The exercise.
Pick out every line below that contains the string "building", matching case exactly, and copy each one.

Bounding-box lines:

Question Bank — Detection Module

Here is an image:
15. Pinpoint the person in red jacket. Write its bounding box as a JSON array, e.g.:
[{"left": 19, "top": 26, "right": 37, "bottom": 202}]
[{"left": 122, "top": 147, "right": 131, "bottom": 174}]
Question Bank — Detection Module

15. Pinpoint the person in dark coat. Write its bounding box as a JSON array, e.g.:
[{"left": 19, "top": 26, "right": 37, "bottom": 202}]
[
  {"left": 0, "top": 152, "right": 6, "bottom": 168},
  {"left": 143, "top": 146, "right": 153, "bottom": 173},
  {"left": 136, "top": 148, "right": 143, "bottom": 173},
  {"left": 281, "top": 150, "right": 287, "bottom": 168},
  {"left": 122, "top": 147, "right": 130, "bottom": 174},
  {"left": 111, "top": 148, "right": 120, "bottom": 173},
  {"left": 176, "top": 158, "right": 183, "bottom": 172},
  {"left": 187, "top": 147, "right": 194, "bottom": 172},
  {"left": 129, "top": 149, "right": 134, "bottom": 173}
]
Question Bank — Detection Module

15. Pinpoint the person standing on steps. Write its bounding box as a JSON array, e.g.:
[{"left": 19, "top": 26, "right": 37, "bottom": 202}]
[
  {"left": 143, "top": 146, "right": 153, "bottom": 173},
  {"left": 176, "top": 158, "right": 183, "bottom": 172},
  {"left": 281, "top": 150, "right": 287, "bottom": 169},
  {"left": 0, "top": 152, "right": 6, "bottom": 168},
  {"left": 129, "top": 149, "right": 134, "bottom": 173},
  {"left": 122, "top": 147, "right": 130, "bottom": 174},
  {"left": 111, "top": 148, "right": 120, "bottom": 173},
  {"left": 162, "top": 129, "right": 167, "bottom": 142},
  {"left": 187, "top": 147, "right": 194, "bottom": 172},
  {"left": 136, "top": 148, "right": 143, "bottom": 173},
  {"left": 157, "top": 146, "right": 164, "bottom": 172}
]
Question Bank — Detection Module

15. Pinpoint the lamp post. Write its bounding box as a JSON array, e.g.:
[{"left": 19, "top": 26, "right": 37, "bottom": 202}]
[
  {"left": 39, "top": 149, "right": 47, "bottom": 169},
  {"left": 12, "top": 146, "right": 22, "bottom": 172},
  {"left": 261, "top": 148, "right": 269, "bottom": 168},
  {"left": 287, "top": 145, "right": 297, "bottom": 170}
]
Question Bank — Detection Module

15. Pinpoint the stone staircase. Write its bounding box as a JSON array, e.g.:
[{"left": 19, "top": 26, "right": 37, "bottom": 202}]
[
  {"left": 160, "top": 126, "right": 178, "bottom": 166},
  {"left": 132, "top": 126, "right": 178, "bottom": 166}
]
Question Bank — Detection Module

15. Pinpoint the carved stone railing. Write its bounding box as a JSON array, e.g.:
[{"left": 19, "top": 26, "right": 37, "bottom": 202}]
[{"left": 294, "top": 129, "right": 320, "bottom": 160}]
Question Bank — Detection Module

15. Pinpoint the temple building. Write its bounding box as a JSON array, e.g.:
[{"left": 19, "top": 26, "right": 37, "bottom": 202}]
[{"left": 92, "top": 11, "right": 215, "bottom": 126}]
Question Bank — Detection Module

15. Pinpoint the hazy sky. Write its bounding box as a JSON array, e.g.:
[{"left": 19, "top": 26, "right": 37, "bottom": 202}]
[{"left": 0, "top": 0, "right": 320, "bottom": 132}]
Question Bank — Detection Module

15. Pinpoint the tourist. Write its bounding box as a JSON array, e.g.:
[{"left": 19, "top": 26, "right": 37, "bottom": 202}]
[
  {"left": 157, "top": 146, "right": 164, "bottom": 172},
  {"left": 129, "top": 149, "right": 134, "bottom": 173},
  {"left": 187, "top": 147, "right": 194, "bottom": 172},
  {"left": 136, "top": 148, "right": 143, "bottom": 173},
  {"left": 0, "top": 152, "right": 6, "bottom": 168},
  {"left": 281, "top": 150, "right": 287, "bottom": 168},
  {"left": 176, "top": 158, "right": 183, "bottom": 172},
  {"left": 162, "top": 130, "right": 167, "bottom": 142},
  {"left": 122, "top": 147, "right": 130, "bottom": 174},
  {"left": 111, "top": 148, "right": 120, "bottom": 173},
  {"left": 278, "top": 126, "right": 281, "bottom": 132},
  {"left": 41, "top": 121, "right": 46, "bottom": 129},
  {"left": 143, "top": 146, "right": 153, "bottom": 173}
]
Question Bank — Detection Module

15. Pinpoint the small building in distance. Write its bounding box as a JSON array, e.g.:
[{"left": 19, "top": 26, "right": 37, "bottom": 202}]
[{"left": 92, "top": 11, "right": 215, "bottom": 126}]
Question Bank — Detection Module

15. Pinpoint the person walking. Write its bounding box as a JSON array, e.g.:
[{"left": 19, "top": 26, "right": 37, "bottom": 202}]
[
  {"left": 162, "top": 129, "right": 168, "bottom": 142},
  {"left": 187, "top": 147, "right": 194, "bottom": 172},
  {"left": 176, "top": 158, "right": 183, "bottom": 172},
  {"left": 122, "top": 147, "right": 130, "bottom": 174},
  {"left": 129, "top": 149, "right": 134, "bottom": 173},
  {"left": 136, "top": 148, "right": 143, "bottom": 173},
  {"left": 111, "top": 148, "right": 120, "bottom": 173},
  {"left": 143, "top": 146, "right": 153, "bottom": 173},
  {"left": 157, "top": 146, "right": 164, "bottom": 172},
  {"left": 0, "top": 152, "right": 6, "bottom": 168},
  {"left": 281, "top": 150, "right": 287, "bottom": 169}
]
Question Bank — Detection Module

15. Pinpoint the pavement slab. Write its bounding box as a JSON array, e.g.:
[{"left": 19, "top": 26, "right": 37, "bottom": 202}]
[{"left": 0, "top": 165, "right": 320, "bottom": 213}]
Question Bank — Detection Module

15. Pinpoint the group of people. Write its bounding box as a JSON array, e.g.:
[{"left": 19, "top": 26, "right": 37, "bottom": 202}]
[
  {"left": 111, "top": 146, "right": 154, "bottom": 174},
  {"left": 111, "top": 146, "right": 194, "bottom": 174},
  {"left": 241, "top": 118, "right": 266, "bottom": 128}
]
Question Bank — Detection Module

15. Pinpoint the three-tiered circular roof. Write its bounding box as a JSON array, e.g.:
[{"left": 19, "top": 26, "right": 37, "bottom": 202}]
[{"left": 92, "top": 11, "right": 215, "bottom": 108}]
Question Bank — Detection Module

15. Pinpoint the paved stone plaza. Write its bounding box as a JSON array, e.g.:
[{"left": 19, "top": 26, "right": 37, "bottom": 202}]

Task output.
15. Pinpoint the temple building. Write its bounding box as a JSON array, e.g.:
15. Pinpoint the small building in distance. Write its bounding box as a JSON array, e.g.:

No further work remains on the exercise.